Tinkling bells, crinkly sounds and squeaks are all loved and catnip-scented toys appeal to most cats. Textures can include plastic, rubber, cardboard, feathers and different fabrics for cats to dig their claws into. You can also give your cat a sensory experience with foliage, artificial grass, soft mats, soil, fabrics and wooden areas.
An indoor cat will not get to experience everything that an outdoor cat enjoys such as climbing trees and eating foliage, but you can still make sure their senses are enriched by adapting the above tips and including some of the following ideas given by our Cattery team!
Greenery like grass can be beneficial for cats because it helps with digestion. We grow catnip, cat mint, and wheat grass indoors on the cattery for the cats to nibble on and play with during spring and summer, and throughout the year.
Indoor window boxes are a great idea, but make sure any foliage is safe before introducing it to the home. Check our here to see what plants are safe for cats as many are toxic.
Let your indoor kitty enjoy watching nature’s playground by hanging bird feeders near windows for them to sit and watch from indoors. Keep an eye on your cat’s behaviour though, as some can become frustrated that they can’t catch the bird, so move the feeders out of kitty’s sight if this happens.

## Data under study
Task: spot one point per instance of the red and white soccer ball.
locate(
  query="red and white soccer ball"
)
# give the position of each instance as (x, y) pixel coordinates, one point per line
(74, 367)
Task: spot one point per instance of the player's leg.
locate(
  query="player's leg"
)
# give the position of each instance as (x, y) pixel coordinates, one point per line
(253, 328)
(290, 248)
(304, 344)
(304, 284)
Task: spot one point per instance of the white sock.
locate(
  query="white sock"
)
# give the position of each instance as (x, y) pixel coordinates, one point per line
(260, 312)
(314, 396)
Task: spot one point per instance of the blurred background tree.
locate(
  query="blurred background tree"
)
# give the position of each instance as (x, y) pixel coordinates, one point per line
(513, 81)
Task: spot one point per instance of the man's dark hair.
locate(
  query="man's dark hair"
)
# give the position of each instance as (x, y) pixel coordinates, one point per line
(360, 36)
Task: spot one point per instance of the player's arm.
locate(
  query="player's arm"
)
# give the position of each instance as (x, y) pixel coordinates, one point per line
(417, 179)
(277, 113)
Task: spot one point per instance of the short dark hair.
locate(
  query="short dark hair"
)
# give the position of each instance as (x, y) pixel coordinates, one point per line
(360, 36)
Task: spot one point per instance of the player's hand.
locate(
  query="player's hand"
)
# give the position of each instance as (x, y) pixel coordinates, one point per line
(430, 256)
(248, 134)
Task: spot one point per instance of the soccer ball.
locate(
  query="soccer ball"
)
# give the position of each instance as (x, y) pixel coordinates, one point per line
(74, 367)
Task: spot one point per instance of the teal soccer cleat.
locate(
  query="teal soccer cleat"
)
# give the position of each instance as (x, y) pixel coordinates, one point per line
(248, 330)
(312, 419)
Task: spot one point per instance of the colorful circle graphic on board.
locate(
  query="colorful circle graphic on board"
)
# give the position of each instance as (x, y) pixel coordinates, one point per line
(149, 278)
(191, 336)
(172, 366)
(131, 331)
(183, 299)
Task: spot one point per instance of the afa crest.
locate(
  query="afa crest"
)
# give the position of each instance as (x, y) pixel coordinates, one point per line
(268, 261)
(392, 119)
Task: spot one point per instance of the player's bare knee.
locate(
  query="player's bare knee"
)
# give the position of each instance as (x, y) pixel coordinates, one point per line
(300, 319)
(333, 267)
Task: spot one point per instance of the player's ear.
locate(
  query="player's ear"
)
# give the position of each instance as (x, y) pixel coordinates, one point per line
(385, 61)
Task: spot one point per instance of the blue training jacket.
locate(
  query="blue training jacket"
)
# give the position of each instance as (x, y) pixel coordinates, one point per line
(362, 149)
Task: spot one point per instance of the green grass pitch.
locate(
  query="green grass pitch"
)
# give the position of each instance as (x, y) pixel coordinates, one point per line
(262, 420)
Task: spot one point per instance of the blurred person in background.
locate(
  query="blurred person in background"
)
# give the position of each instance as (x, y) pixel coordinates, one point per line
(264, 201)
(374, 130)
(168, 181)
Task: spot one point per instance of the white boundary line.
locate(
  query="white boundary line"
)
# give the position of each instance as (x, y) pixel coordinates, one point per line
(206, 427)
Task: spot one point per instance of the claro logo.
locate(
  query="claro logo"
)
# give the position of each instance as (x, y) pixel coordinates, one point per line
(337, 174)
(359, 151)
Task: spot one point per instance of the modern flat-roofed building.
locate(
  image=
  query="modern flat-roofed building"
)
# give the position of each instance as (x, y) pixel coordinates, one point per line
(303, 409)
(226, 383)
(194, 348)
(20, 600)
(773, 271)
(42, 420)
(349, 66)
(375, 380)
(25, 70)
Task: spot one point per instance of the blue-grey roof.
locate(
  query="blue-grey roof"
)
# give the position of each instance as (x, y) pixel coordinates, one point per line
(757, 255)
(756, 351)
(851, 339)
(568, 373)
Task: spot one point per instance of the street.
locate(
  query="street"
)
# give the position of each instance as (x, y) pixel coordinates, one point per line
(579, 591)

## Problem set
A: Please give the cat enrichment tips again from "An indoor cat" to "throughout the year.", swapping "wheat grass" for "oat grass".
B: Which textures for cat toys do the cat enrichment tips name?
You won't need the entries.

## Answers to this exercise
A:
An indoor cat will not get to experience everything that an outdoor cat enjoys such as climbing trees and eating foliage, but you can still make sure their senses are enriched by adapting the above tips and including some of the following ideas given by our Cattery team!
Greenery like grass can be beneficial for cats because it helps with digestion. We grow catnip, cat mint, and oat grass indoors on the cattery for the cats to nibble on and play with during spring and summer, and throughout the year.

B: plastic, rubber, cardboard, feathers, different fabrics